* Start SOURCE MATERIAL *

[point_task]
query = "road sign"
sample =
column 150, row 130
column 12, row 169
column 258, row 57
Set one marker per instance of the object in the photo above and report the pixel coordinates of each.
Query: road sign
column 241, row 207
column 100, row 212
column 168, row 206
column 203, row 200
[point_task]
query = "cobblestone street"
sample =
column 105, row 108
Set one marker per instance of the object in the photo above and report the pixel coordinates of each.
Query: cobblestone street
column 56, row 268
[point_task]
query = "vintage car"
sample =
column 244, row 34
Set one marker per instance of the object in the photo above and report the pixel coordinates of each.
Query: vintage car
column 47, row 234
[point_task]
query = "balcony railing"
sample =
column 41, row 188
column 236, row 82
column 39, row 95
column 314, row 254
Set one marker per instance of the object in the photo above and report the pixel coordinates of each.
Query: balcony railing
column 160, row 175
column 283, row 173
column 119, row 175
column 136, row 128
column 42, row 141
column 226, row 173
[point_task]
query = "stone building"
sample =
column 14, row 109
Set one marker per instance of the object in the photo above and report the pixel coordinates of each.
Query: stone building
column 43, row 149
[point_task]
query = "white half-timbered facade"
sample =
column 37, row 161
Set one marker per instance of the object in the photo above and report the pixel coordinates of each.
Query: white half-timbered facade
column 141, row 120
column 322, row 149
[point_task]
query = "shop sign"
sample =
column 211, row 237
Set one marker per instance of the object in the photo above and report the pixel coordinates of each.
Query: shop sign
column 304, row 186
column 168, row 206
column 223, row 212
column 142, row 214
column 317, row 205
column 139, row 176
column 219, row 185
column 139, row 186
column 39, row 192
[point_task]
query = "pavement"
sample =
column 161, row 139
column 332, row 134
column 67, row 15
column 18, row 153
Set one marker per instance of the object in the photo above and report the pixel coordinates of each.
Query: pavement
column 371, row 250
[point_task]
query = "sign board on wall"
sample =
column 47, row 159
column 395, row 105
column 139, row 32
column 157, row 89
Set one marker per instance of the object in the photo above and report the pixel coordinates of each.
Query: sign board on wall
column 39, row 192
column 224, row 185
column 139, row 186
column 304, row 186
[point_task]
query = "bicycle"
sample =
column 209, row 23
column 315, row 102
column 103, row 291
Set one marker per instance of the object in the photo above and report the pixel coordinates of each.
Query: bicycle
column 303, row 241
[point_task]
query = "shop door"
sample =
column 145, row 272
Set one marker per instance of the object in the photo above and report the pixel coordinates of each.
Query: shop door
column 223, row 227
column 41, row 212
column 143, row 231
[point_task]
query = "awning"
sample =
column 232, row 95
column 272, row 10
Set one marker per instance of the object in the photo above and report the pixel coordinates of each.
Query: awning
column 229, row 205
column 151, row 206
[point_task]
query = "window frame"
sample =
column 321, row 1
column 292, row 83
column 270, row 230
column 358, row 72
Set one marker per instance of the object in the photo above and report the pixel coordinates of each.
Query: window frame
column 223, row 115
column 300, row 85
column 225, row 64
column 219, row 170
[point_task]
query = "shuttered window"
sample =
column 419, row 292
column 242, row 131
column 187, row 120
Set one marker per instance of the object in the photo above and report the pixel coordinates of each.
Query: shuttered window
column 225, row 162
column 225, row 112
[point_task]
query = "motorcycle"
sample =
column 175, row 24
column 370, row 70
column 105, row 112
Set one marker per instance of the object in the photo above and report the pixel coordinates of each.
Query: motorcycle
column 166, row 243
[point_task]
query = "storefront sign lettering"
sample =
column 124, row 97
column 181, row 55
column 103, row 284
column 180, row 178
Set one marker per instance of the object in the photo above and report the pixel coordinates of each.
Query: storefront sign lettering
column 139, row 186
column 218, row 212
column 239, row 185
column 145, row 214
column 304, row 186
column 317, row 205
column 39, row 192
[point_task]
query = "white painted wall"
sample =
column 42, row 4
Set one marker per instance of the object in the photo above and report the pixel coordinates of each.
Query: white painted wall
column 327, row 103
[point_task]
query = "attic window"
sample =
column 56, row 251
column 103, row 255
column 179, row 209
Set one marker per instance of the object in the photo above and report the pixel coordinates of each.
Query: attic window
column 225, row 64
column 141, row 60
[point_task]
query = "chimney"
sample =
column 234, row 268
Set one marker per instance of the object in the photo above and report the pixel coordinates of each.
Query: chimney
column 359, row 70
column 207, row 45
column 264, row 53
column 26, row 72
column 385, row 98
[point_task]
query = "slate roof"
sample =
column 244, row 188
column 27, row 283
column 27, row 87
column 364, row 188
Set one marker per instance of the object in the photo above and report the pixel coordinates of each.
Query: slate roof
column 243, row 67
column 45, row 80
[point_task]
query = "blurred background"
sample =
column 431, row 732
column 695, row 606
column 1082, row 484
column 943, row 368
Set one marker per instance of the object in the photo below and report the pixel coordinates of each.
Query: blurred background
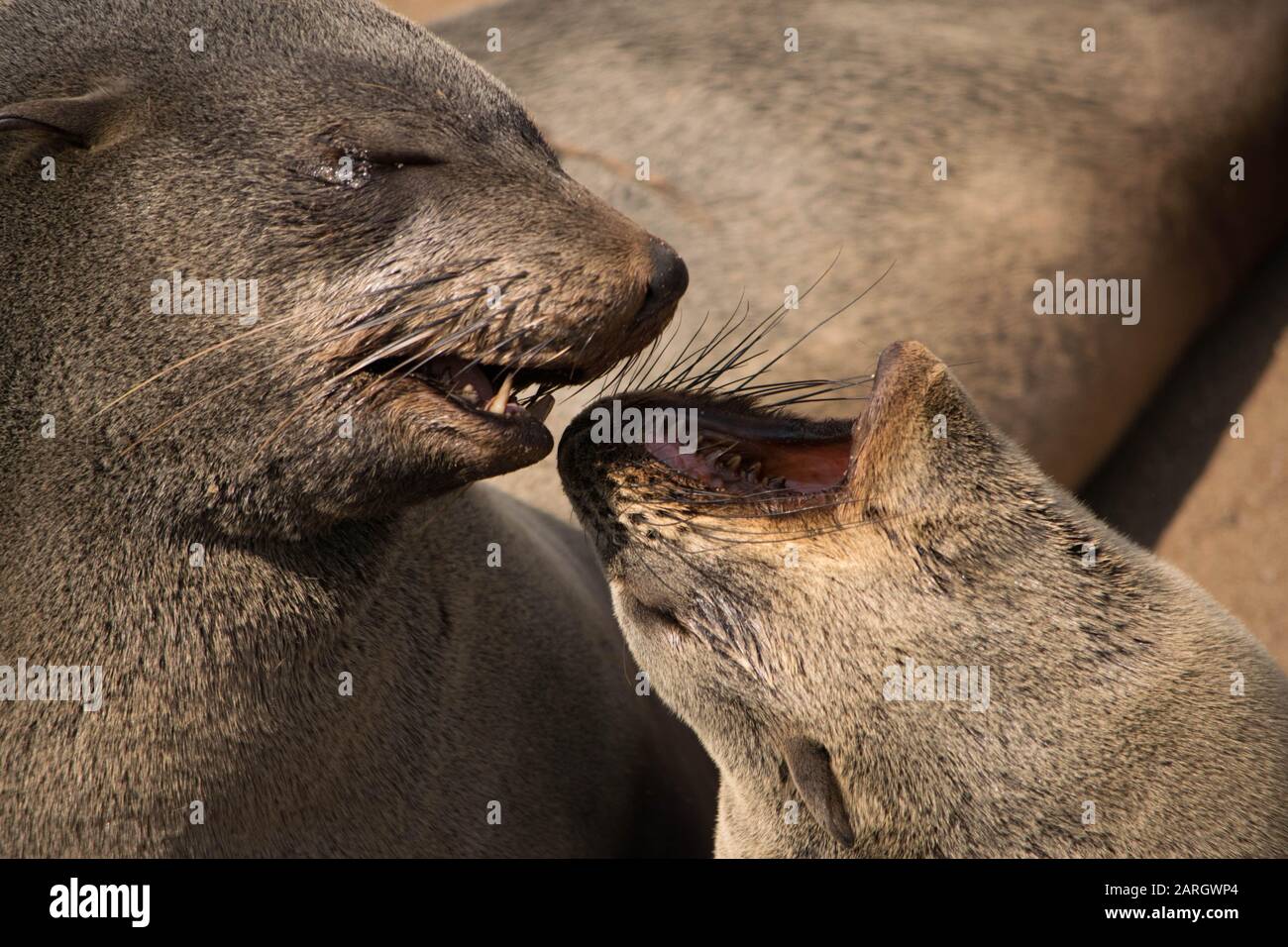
column 1176, row 482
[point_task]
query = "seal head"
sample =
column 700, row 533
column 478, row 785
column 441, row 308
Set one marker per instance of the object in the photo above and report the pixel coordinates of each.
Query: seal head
column 277, row 265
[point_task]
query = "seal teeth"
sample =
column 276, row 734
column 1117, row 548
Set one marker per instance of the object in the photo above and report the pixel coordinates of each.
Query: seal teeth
column 540, row 408
column 502, row 397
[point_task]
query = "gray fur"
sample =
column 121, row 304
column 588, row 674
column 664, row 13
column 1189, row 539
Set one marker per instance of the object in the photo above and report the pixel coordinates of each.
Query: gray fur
column 1113, row 682
column 1111, row 163
column 323, row 554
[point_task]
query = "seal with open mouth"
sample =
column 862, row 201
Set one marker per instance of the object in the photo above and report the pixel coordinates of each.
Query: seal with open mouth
column 278, row 279
column 898, row 637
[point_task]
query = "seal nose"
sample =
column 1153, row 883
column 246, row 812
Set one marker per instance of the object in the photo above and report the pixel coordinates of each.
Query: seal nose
column 666, row 283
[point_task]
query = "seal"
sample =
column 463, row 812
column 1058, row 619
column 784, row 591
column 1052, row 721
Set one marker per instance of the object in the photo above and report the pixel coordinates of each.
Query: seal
column 278, row 282
column 973, row 151
column 898, row 637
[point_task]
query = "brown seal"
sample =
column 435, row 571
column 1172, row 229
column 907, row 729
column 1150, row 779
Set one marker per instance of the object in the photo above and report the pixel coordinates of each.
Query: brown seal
column 278, row 281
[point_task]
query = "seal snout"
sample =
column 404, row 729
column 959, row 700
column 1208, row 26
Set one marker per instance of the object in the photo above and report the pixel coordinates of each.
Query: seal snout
column 668, row 281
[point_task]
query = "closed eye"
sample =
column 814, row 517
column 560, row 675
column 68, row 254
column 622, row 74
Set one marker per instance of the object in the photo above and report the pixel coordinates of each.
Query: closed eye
column 400, row 158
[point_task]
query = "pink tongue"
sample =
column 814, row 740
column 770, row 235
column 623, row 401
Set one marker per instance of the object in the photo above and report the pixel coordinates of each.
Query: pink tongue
column 476, row 376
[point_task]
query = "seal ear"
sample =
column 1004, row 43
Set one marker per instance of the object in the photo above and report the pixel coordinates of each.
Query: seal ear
column 919, row 440
column 82, row 120
column 810, row 767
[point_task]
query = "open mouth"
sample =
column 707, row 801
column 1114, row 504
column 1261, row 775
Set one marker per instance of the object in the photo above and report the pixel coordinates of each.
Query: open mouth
column 748, row 454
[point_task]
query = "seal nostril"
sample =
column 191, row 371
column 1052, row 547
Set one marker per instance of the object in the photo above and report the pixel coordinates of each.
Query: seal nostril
column 668, row 281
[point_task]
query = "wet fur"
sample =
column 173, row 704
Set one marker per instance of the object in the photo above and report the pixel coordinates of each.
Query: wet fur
column 323, row 554
column 1109, row 684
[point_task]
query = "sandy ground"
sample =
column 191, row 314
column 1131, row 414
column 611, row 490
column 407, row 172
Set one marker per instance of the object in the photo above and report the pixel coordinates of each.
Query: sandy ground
column 1179, row 483
column 1212, row 504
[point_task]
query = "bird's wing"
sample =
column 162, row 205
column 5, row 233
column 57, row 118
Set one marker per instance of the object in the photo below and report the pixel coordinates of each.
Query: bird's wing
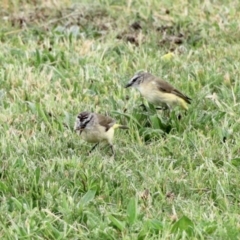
column 168, row 88
column 105, row 121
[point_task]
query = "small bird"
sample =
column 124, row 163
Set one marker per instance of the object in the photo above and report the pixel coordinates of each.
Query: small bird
column 96, row 128
column 157, row 91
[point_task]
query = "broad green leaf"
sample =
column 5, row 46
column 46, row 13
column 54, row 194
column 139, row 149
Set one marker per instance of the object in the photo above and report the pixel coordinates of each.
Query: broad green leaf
column 155, row 224
column 120, row 225
column 132, row 211
column 183, row 224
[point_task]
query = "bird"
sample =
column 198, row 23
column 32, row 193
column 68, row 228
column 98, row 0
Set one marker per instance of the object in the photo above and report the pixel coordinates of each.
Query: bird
column 157, row 91
column 96, row 128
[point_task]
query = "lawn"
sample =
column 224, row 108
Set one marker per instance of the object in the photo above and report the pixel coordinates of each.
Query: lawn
column 171, row 178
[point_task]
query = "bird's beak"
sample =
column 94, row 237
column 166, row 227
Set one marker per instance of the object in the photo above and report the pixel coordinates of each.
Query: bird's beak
column 128, row 85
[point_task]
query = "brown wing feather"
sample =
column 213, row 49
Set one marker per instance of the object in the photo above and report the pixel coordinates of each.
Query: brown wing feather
column 168, row 88
column 105, row 121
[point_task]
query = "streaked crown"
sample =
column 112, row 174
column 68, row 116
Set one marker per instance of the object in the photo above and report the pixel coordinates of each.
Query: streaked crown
column 84, row 119
column 137, row 79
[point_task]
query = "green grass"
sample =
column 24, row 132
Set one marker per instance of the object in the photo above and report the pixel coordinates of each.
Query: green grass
column 171, row 179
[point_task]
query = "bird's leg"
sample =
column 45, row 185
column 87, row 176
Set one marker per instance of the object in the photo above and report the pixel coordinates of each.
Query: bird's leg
column 93, row 148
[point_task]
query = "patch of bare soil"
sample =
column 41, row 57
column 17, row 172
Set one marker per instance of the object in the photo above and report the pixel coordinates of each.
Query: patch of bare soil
column 95, row 21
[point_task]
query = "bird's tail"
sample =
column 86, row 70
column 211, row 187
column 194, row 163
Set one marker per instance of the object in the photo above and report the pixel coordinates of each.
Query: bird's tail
column 120, row 126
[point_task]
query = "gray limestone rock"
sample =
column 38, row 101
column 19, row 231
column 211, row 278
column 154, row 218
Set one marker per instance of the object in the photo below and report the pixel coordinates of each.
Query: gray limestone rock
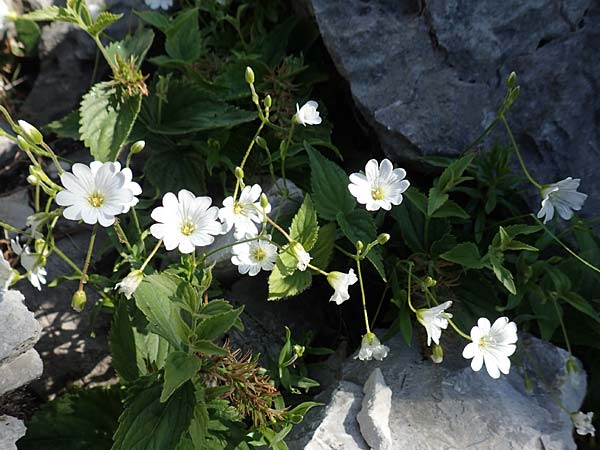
column 429, row 76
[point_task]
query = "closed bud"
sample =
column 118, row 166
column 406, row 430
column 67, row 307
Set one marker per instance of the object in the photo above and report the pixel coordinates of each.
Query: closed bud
column 249, row 75
column 437, row 354
column 31, row 132
column 79, row 300
column 137, row 147
column 268, row 101
column 383, row 238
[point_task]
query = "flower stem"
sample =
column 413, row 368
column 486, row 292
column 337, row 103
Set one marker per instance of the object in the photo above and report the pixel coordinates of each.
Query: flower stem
column 88, row 257
column 518, row 152
column 364, row 298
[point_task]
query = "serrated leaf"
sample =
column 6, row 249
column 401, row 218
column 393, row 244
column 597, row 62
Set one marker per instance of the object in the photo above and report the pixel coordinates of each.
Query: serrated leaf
column 305, row 228
column 359, row 226
column 466, row 254
column 148, row 424
column 282, row 287
column 180, row 367
column 329, row 184
column 106, row 120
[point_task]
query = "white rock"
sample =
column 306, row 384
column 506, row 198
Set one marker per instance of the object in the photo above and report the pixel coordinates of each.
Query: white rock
column 19, row 331
column 374, row 417
column 11, row 430
column 20, row 371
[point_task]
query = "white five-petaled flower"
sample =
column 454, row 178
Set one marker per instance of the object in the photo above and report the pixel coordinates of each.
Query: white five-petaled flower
column 381, row 186
column 243, row 214
column 129, row 284
column 371, row 348
column 185, row 221
column 492, row 345
column 33, row 264
column 252, row 257
column 434, row 320
column 308, row 114
column 6, row 274
column 340, row 282
column 302, row 256
column 563, row 197
column 96, row 193
column 159, row 4
column 583, row 423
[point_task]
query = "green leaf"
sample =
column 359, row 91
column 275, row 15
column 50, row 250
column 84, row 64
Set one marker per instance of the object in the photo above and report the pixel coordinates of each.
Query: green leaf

* End SOURCE MATERIAL *

_WHAT THE EXERCISE ASKS_
Please copy out the records again from their first line up to and including the line that contains "column 203, row 200".

_OUTPUT FOR THIS EXERCISE_
[point_task]
query = "road sign"
sample =
column 150, row 130
column 12, row 169
column 258, row 57
Set one marker per instance of the object in the photo above and report the pixel coordinates of each.
Query: road sign
column 241, row 207
column 100, row 212
column 168, row 206
column 203, row 200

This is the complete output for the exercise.